**Job item**
Rewrite the lines from the one containing "50L304 59L306 73L309" through the one containing "positive clicks: (290, 32)", inclusive, as a JSON list of strings, one string per line, omitting blank lines.

Data records:
'''

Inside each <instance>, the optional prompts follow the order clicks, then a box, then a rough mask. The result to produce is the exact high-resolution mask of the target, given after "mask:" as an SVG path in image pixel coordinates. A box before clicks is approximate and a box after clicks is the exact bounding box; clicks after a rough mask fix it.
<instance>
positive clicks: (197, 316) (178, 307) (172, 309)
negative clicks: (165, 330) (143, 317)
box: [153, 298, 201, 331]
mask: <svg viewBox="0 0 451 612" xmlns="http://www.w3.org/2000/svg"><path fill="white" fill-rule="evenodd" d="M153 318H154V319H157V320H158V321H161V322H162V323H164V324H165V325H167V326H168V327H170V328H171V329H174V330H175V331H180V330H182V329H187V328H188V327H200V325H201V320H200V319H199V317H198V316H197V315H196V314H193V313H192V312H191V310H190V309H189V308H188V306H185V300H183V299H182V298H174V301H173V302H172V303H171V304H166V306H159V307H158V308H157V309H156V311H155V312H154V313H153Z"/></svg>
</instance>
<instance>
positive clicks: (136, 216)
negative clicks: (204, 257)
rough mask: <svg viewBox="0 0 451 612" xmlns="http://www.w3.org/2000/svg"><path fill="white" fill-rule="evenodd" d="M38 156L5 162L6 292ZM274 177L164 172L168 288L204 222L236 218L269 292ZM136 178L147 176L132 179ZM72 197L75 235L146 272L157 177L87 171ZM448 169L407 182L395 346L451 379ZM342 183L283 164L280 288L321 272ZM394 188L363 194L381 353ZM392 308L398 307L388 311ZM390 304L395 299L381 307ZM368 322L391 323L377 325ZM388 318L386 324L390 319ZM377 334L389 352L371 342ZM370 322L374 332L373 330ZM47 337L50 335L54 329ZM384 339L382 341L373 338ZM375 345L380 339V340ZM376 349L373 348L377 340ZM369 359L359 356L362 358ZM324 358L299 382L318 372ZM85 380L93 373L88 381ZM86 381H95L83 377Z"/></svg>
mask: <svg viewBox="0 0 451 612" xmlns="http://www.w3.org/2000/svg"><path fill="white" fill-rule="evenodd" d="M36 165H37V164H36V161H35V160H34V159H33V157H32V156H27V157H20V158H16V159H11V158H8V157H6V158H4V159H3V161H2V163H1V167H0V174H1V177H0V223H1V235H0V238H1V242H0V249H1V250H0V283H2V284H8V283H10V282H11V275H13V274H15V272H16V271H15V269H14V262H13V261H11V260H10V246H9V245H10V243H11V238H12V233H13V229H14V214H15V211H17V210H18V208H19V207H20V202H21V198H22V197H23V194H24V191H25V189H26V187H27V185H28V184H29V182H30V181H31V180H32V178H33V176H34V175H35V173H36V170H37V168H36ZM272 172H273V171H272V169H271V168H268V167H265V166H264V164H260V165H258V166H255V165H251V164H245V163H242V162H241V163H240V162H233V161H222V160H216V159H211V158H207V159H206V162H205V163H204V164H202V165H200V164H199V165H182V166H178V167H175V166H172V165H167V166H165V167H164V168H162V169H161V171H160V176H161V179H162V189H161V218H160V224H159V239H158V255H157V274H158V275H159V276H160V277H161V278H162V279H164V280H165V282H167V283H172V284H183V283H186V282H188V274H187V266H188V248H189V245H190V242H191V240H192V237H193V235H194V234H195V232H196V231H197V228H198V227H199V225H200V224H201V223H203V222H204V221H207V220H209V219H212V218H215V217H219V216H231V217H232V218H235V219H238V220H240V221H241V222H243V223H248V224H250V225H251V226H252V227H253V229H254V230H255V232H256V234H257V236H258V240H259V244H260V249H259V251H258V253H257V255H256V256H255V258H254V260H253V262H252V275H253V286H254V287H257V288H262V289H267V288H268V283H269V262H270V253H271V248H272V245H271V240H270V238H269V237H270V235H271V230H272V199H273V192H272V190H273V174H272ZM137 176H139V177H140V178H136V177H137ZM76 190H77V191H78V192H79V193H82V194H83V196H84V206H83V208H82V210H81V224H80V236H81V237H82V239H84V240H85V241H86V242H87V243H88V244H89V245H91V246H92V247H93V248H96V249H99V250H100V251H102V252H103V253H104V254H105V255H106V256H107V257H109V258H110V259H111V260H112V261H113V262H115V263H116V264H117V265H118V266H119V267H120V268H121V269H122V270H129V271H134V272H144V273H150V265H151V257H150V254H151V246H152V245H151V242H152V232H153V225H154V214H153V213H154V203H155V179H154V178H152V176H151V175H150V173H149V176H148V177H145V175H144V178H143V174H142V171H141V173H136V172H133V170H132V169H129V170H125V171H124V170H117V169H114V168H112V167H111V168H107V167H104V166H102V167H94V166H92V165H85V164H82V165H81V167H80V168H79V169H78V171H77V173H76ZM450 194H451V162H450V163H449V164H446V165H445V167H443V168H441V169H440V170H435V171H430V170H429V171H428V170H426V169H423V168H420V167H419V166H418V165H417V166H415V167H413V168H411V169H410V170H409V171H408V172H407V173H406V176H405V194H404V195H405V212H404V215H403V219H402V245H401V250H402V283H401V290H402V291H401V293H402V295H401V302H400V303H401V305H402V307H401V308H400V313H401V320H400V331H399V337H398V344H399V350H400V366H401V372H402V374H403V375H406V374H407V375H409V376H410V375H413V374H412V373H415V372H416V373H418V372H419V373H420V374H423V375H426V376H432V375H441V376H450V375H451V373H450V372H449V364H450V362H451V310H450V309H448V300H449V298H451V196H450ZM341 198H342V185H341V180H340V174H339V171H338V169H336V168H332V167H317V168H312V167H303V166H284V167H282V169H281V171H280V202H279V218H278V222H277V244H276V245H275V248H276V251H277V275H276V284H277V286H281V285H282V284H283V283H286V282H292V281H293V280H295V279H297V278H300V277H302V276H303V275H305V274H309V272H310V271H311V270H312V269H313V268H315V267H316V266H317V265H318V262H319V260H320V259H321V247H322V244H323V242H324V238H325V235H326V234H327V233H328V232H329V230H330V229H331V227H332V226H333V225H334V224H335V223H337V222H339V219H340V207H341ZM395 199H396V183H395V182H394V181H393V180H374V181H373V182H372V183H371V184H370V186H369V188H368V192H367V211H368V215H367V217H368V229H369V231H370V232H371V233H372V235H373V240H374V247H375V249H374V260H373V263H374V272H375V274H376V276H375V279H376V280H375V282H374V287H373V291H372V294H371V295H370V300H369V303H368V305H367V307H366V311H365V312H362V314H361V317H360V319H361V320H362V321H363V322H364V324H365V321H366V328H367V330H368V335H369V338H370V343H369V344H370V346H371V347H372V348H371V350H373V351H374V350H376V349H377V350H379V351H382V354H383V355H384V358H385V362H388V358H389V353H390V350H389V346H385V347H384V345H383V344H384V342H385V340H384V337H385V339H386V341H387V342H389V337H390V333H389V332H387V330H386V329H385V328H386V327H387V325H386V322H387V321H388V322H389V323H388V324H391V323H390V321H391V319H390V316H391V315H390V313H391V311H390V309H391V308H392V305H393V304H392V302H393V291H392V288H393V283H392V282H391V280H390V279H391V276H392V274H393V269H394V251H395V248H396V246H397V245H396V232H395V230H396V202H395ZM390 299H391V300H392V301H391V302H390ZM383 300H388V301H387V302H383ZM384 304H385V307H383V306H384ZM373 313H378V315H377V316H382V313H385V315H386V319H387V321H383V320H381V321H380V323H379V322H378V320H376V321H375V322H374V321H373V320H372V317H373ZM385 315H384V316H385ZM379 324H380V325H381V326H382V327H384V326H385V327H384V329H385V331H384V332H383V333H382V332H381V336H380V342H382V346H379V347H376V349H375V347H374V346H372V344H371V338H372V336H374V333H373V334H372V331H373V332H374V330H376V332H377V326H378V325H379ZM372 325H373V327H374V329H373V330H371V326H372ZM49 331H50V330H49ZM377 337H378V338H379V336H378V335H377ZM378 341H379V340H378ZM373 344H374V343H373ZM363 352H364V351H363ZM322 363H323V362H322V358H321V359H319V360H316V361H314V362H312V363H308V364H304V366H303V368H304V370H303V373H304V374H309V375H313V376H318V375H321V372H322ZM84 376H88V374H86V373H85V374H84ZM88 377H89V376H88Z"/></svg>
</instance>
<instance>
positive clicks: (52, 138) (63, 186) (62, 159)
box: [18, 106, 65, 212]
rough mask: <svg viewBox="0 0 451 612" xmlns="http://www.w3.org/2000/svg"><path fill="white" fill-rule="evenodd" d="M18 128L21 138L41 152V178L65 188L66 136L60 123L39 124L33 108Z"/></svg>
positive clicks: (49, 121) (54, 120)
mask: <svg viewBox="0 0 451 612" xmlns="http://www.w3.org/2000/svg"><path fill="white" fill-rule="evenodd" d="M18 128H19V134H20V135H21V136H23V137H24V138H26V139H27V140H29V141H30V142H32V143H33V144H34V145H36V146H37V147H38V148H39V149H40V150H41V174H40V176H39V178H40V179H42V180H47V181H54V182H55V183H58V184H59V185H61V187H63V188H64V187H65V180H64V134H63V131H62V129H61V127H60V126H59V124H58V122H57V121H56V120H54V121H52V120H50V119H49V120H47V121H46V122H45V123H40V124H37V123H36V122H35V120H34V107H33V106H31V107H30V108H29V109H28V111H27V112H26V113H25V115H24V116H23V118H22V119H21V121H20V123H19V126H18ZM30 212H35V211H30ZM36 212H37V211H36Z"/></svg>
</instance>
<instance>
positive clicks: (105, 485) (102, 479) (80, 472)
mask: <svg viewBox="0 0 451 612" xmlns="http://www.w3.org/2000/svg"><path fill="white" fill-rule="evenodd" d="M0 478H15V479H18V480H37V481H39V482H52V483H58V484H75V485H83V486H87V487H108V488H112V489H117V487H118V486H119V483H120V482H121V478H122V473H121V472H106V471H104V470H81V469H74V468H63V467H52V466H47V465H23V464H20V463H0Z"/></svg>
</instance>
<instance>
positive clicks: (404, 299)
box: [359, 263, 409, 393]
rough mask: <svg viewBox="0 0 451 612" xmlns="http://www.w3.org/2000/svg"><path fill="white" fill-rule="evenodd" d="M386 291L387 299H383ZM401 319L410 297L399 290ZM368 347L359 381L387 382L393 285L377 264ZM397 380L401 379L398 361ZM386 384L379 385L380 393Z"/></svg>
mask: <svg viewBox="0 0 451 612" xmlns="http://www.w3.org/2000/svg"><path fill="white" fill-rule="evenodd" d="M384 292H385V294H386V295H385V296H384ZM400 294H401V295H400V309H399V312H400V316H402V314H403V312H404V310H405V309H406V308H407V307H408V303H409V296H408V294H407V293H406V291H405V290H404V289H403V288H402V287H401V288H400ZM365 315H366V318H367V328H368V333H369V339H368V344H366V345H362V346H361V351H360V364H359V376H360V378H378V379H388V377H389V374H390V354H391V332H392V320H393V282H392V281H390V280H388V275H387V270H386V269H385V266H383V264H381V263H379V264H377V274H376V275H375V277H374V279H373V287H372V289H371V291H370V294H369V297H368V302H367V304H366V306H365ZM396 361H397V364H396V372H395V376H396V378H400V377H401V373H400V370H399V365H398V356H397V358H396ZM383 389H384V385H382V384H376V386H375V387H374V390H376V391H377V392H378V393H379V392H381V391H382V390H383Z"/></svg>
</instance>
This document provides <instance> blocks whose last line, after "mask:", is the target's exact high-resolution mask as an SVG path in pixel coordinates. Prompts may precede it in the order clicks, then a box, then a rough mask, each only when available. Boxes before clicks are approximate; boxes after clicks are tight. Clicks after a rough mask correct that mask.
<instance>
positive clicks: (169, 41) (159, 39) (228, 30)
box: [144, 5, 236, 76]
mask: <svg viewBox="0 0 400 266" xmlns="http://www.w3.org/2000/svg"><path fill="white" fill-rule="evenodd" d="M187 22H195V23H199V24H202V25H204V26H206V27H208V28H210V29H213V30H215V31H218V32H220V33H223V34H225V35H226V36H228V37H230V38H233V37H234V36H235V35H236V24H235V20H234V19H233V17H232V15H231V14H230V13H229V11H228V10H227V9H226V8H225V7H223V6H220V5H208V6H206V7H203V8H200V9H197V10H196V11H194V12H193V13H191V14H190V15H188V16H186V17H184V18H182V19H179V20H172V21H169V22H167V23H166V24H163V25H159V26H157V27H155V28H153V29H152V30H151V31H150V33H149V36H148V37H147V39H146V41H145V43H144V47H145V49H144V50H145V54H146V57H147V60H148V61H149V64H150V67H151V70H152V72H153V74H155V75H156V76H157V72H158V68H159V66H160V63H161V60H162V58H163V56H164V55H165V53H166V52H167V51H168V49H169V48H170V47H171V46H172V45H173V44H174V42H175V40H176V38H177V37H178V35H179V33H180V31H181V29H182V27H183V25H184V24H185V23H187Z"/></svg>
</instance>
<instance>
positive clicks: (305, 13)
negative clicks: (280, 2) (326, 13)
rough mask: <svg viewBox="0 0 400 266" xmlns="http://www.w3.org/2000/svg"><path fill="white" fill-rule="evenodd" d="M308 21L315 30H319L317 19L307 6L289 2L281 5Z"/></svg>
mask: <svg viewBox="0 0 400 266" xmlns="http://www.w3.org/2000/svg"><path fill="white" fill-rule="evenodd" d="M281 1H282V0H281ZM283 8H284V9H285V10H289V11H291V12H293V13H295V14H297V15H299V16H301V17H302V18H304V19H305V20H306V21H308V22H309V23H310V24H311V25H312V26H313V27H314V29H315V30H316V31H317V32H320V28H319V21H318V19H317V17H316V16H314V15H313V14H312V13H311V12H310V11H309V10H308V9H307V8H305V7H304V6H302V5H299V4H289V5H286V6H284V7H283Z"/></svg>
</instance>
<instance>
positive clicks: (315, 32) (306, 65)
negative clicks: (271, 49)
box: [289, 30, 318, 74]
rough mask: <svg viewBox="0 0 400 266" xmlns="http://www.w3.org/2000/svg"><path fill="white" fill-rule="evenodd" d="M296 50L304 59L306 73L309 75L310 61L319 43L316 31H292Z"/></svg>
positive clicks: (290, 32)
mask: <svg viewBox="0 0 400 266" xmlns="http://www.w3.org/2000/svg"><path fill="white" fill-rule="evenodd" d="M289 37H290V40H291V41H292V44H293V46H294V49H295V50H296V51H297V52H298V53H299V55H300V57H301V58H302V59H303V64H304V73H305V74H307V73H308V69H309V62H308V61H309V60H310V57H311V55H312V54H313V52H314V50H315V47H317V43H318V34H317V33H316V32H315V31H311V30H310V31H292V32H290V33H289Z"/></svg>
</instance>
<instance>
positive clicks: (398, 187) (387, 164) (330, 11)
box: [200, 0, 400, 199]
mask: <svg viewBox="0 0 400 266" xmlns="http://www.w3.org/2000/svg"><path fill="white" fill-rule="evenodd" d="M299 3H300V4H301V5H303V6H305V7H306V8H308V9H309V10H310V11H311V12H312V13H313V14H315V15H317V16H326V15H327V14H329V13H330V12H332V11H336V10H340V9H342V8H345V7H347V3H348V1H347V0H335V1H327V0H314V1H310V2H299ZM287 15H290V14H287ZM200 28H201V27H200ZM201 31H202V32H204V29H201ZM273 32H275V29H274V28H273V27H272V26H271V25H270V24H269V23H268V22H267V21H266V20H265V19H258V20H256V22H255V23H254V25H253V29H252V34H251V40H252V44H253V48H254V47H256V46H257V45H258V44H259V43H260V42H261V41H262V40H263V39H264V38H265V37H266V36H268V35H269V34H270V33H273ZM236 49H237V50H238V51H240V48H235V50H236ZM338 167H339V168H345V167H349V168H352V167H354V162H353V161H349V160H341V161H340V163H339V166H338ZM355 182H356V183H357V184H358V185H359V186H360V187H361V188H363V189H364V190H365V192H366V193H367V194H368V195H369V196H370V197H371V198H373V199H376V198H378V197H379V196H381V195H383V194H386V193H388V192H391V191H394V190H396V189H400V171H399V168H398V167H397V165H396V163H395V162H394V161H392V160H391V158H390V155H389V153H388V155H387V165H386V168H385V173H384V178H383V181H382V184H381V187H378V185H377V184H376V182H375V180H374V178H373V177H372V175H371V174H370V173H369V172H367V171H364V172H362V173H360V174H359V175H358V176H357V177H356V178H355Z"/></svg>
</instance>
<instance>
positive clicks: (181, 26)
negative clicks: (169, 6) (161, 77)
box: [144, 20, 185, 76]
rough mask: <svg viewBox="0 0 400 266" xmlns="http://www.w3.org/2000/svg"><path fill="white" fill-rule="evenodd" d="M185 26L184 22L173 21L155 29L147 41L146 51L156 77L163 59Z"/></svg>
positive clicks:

'''

**The completed task**
[
  "rough mask: <svg viewBox=\"0 0 400 266\" xmlns=\"http://www.w3.org/2000/svg\"><path fill=\"white\" fill-rule=\"evenodd\" d=\"M296 50L304 59L306 73L309 75L310 61L319 43L316 31H292Z\"/></svg>",
  "positive clicks: (290, 32)"
]